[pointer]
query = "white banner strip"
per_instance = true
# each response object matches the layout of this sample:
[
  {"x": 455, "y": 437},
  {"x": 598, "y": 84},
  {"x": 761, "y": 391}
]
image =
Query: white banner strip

===

To do: Copy exactly the lines from the one with "# each response" down to the last line of the records above, and leave out everything else.

Expected output:
# each response object matches the layout of this sample:
[
  {"x": 455, "y": 437},
  {"x": 598, "y": 84},
  {"x": 761, "y": 391}
]
image =
Query: white banner strip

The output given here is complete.